• [Brief]: Could you rescale the rows from the line containing "If you could place a marker on the flower" through the line containing "point(374, 317)", both included, and give them all again, requests too? Multiply every point coordinate in the answers by 0.9 and round to whole numbers, with halves rounding up, but leave the requests and their sample points unchanged.

• [The records]:
┌────────

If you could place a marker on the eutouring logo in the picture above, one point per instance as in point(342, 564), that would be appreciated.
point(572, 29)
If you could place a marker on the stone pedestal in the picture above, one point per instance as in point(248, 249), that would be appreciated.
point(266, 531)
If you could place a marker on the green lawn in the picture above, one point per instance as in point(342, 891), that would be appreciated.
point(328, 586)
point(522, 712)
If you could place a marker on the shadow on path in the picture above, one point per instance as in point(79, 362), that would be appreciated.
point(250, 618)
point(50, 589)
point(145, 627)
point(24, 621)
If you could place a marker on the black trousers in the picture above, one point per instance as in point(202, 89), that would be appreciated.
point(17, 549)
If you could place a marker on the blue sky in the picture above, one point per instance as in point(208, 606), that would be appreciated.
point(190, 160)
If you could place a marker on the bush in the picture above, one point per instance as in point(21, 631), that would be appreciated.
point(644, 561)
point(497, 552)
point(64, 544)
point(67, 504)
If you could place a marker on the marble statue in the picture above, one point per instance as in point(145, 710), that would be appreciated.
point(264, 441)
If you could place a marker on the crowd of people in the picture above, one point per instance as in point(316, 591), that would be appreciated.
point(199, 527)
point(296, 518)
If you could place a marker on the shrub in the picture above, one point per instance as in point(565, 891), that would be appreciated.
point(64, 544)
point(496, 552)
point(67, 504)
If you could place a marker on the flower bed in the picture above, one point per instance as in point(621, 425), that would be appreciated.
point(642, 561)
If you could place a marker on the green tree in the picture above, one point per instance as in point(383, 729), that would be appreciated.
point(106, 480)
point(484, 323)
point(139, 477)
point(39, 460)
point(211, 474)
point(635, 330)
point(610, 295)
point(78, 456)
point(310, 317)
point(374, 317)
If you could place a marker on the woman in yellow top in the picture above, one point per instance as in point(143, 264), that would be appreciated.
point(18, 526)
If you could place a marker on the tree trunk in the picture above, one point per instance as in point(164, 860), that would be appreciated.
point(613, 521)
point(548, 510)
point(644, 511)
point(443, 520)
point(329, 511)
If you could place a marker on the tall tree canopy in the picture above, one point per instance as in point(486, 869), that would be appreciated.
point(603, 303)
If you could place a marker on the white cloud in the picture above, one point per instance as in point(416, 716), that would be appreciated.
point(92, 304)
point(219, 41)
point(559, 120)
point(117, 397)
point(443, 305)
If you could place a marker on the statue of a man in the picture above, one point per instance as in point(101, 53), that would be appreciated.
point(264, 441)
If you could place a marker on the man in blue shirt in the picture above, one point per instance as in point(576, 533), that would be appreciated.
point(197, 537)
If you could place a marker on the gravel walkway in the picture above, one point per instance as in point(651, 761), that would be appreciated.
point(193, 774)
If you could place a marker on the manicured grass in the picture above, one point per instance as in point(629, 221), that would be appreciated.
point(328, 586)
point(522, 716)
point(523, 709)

└────────
┌────────

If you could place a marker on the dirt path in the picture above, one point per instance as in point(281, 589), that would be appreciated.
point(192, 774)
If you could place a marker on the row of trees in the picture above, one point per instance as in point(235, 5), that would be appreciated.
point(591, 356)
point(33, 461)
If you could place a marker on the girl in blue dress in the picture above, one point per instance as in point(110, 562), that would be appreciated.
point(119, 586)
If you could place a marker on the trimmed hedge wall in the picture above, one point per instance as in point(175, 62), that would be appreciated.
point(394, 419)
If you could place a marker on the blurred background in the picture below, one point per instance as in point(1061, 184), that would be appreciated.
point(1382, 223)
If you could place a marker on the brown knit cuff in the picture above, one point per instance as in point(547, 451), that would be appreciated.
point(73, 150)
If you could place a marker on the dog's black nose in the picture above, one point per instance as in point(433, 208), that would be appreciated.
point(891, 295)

└────────
┌────────

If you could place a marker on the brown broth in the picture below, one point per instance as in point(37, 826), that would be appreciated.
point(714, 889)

└────────

• [Answer for the task]:
If you could place a marker on the flower bed in the picture above, one point per instance as in point(621, 425), that would be appreciated.
point(578, 505)
If you could place a marker on the green tree in the picture above, one point per instance as in point(383, 729), that would be appreciated.
point(95, 432)
point(436, 291)
point(125, 429)
point(35, 414)
point(190, 427)
point(572, 297)
point(549, 266)
point(70, 410)
point(279, 285)
point(337, 285)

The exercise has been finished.